▶ _Excerpt_
......

Fannie Mae and Freddie Mac Are Starting to Turn Profits - Could This Be Bad?
Mortgage finance companies Fannie Mae and Freddie Mac have been carefully nursed back to health since being taken into government conservatorship in 2008. In fact, Freddie Mac reported profits of $11 billion during 2012, a sharp improvement compared with it $5.3 billion loss in 2012. Fannie Mae saw profits of $9.6 billion during the first three quarters of 2012 and expects to report "significant net income" for the fourth quarter. And yet some in Washington say this could be "bad news."
Bad news, that is, for those hoping for serious U.S. housing and mortgage reform. Fannie and Freddie were chartered by the government decades ago to help encourage widespread homeownership across the country. They do not make home loans, but guarantee loans made by lenders by buying up millions of loans, bundling them and repackaging them as securities investments. Things got tricky after the housing bubble burst and they were left with tons of toxic mortgages, resulting in massive losses. The government took control of both entities before they could collapse.
Since then there has been plenty of talk about the future roll of Fannie and Freddie. Because they back so much of the American mortgage market, they put taxpayers at risk anytime a major housing crisis occurs. During the financial crisis following the housing bust, Fannie and Freddie have borrowed $187.5 billion from the Treasury in order to stay afloat. So far they have paid about $50 billion in dividends to the government. Because of the high risk many are calling for the two companies to be abolished.
In fact, when the Fannie and Freddie were put in conservatorship in 2008, no path for independence was created because it was expected that lawmakers would do away with them before they returned to profitable status. They can only retain $3 billion in net worth, with any excess being returned to taxpayers.
But profitability could change any plans for reform. "The good news is they're actually starting to make money again," Senator Mark Warner, a Virginia Democrat, said as quoted in a Bloomberg article. "Bad news is if they make too much money, there may be a sense of, 'Well, let's not mess with them anymore.' We need housing finance reform."
There is fear that if Fannie and Freddie can maintain profitability that the government will hold on to the companies and earmark its revenue for other pet projects. If that happened, the companies could remain government-controlled indefinitely with no real reform made to protect the American people for future risk.
There are some lawmakers still concerned with Fannie and Freddie's status. In the Senate's most recent budget vote, a provision was inserted that would prohibit lawmakers from raising the companies' fees in order to use that revenue for government expenses.
The Obama administration has not released any details on its plans for the two companies.
"I can't sit here today and tell you exactly what the next step is, but we're very much focused on it," said Treasury Secretary Jacob Lew in a Bloomberg interview. He added, "We can't ever again be in a place where the American taxpayers were left responsible for practices that get out of control."

......

Rewrite the part of the article on Fannie Mae and Freddie Mac from "There is fear" up to and including "for government expenses.", putting "legislators" in place of "lawmakers". Work only from the text above.

[Entries taken from a collection]

......

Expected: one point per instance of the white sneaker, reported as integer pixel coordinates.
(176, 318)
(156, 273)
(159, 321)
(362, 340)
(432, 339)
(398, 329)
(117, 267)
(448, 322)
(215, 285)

......

▶ _Expected output_
There is fear that if Fannie and Freddie can maintain profitability that the government will hold on to the companies and earmark its revenue for other pet projects. If that happened, the companies could remain government-controlled indefinitely with no real reform made to protect the American people for future risk.
There are some legislators still concerned with Fannie and Freddie's status. In the Senate's most recent budget vote, a provision was inserted that would prohibit legislators from raising the companies' fees in order to use that revenue for government expenses.